Point-per-instance localization data
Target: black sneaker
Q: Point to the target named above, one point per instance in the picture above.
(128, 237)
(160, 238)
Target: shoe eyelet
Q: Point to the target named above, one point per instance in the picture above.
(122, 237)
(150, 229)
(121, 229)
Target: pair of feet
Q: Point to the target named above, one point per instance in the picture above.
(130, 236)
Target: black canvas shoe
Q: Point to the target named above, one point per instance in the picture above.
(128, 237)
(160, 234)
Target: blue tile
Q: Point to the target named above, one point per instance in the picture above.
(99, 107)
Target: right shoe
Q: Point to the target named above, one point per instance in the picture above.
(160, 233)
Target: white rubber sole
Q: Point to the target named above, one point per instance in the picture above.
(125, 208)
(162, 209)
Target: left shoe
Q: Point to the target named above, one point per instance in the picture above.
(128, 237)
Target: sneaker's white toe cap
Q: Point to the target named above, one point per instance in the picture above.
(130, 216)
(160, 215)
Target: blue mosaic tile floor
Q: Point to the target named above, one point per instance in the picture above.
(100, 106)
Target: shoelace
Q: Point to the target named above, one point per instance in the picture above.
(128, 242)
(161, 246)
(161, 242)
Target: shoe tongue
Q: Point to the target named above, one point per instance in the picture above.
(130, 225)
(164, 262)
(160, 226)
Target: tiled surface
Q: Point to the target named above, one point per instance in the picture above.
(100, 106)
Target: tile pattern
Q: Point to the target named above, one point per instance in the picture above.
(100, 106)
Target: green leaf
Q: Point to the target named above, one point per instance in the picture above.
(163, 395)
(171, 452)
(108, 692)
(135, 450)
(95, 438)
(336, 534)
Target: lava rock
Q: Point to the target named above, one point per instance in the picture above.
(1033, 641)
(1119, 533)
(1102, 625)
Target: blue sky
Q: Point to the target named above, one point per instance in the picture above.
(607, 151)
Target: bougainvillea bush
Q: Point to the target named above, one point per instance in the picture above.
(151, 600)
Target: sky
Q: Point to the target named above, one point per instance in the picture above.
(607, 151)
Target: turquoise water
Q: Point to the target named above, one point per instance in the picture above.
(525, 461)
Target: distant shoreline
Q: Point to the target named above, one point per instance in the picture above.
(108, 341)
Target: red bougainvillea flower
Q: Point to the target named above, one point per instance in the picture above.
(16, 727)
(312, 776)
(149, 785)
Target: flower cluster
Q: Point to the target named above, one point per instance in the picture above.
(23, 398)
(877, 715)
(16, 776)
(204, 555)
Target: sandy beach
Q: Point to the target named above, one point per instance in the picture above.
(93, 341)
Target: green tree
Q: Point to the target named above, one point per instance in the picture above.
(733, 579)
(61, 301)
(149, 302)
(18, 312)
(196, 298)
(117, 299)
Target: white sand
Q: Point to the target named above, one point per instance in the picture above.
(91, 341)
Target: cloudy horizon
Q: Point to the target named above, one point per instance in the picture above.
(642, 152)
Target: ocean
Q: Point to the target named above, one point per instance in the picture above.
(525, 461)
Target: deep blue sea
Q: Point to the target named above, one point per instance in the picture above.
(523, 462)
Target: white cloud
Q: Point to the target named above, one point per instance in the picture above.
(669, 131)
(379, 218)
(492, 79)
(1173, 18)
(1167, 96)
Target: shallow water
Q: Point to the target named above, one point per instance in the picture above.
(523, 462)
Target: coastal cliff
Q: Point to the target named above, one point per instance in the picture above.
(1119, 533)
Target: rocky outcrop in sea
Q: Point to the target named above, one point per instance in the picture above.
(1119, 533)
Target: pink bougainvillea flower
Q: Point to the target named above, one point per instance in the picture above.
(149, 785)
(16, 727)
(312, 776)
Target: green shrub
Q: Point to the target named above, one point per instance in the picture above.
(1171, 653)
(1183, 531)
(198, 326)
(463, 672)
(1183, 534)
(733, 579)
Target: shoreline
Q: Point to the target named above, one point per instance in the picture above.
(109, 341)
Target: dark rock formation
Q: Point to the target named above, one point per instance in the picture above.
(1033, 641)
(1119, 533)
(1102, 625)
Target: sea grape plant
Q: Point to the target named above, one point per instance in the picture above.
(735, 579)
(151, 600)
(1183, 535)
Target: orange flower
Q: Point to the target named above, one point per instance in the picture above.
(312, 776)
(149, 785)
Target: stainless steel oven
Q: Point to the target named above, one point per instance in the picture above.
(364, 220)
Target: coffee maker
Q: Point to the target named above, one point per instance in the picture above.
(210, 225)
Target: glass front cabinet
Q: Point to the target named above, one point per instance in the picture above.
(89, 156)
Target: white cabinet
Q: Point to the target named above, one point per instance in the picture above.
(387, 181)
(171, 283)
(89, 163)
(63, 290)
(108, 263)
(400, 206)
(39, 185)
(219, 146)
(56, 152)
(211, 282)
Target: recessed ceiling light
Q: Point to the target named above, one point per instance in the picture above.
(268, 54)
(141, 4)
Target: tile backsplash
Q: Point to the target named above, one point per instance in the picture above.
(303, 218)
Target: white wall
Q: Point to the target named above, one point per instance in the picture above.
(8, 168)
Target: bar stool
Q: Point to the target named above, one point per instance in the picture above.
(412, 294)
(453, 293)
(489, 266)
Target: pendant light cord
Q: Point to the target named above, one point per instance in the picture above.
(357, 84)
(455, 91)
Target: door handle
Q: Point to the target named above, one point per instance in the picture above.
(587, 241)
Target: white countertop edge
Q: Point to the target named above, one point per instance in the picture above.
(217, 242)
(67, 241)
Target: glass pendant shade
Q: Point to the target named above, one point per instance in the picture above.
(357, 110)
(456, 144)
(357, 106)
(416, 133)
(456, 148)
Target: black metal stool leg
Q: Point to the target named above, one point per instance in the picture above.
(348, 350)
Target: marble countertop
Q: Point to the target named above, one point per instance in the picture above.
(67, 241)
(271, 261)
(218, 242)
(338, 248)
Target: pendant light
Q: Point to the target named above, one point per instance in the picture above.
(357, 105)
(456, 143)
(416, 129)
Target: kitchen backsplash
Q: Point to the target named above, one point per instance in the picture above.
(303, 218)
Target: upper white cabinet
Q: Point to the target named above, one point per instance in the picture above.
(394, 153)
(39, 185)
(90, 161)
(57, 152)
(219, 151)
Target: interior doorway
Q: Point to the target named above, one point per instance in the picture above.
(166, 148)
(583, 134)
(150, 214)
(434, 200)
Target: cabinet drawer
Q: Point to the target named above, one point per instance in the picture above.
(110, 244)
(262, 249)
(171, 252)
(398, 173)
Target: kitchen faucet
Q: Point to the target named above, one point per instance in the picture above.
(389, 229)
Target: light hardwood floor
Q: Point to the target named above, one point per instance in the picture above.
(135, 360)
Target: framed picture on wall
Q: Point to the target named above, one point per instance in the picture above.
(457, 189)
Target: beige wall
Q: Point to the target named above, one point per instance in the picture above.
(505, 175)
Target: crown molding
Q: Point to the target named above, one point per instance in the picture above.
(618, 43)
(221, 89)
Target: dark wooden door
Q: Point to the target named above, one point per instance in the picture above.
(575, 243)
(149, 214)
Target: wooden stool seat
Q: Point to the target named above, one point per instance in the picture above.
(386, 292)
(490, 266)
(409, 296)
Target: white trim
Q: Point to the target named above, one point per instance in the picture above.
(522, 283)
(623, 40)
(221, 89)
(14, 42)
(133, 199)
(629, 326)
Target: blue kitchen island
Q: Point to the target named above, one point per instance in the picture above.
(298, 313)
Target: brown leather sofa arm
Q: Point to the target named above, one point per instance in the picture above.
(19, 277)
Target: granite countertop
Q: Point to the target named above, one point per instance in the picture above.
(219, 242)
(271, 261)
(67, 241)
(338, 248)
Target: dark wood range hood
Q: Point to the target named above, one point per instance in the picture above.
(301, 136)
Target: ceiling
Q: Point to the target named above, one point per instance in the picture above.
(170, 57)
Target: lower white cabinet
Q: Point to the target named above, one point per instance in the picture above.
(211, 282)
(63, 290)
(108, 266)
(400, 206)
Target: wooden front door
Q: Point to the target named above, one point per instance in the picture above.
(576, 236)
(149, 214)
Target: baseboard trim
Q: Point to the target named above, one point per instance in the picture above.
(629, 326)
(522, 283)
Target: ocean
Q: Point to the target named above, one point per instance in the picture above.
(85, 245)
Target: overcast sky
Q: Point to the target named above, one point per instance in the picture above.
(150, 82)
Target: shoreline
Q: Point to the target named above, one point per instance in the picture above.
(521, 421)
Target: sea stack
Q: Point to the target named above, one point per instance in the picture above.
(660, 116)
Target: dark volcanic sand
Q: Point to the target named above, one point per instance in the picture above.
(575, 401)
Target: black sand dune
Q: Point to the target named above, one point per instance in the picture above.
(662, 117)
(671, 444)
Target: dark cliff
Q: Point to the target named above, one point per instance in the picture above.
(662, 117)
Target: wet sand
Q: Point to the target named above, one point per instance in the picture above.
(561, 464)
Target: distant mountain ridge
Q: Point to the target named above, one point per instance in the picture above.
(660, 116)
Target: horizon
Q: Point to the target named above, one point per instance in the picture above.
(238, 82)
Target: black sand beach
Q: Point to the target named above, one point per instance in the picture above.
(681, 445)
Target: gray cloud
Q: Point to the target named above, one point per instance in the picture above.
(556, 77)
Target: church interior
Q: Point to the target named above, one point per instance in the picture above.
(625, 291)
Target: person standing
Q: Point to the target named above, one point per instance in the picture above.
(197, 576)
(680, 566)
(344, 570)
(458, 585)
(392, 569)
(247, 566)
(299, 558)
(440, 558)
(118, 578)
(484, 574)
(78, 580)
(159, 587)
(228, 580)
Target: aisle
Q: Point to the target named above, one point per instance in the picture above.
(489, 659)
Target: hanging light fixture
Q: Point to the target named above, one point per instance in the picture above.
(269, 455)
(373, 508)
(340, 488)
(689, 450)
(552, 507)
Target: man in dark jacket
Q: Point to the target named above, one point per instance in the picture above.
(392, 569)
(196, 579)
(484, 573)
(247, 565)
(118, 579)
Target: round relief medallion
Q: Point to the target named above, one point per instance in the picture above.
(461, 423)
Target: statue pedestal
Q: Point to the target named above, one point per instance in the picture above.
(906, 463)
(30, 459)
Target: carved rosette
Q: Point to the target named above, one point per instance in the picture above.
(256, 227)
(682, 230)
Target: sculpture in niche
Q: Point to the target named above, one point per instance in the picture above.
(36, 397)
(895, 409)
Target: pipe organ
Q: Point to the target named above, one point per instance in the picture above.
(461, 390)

Required work
Scan the preceding records for lines with the word "light". Say how many there are and nothing else.

Result
5